SUPPLIED PASSAGE:
- Opening Delimiter -
Using a new technique to craft mini organs, stem cell biologist Takanori Takebe of Yokohama City University in Japan, and his colleagues report that they created human livers in a dish. After transplantation into mice, the liver cells hooked up to blood vessels and behaved like human livers, Takebe’s team says July 3 in Nature.
“It’s a tantalizing study,” says Ira Fox, a clinician and transplant scientist at Children’s Hospital of Pittsburgh. “But the real issue is that almost nothing they’ve done is complete.”
In the last few years, scientists have figured out how to conjure up different cell types from induced pluripotent stem cells, or iPS cells. Such cells have been reprogrammed back to an embryonic-like state. Dosing them with a chemical concoction can transform them into just about any cell type, including liver cells.
But shepherding iPS cells into adulthood isn’t easy. So Takebe and his colleagues worked on a new method that encourages the liver cells to grow up into organs.
After mixing lab-made liver cells with cells collected from umbilical cords, the team noticed that the commingled cells began to clump together, as if reeled in by invisible wires. “The cells self-assembled and organized into a liver bud,” says Ken Zaret, a developmental biologist at the University of Pennsylvania in Philadelphia. “It’s a remarkable discovery.”
The buds, three-dimensional lumps of cells that resemble a rudimentary liver, pumped out proteins and broke down drugs — as do liver cells harvested from humans and other liver cells that scientists have made from iPS cells. “It’s pretty much what I would expect to happen,” says stem cell biologist Stephen Duncan of the Medical College of Wisconsin in Milwaukee.
Duncan says he is skeptical that Takebe’s liver buds are much better than cells made by other methods. And an experiment meant to showcase the new buds’ value is not convincing, he says.
In that experiment, Takebe tried to prove that the buds can save mice with damaged livers. The researchers grafted buds about the size of a pencil eraser into the abdomens of living mice. Then the researchers damaged the mouse livers, leaving the human buds intact. After one month, about 90 percent of the mice with buds stayed alive, compared with just 20 percent of the mice without bud transplants.
But the researchers watched the animals for too short a time, says vascular biologist Shahin Rafii, of Cornell University. Since the experiment ended after a month, the researchers can’t say whether the mice with buds would have lived much longer.
What’s more, Rafii says, iPS cells are known for forming tumors. Only a longer experiment would show whether the buds cause cancer.
“It’s not the perfect liver,” Takebe acknowledges. He says he would like to improve the buds, and make a more sophisticated organ that includes a bile-duct system.
Still, Fox says that Takebe’s buds seem to be a little better at making protein than cells other researchers have made. “It’s a cute study and I think it’s going to advance the field,” he says. “But is it life changing? No. It’s an incremental improvement.”
After three days growing in a dish, a mixture of lab-grown liver cells and umbilical cord cells can cluster together into a 3-D rudimentary organ.
- Closing Delimiter -
SUPPLIED MATERIAL:
- Opening Delimiter -
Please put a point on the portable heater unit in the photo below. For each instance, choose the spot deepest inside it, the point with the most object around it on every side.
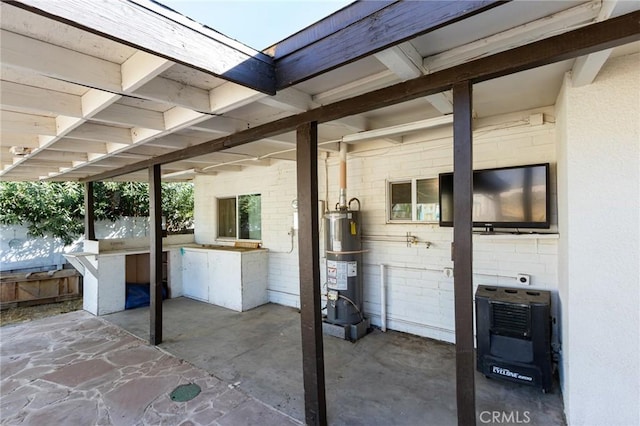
(514, 335)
- Closing Delimiter -
Can you reproduce the part of the article on lab-grown liver buds above, word for word, starting at "In that experiment, Takebe" and ending at "without bud transplants."?

OUTPUT OF THE TASK:
In that experiment, Takebe tried to prove that the buds can save mice with damaged livers. The researchers grafted buds about the size of a pencil eraser into the abdomens of living mice. Then the researchers damaged the mouse livers, leaving the human buds intact. After one month, about 90 percent of the mice with buds stayed alive, compared with just 20 percent of the mice without bud transplants.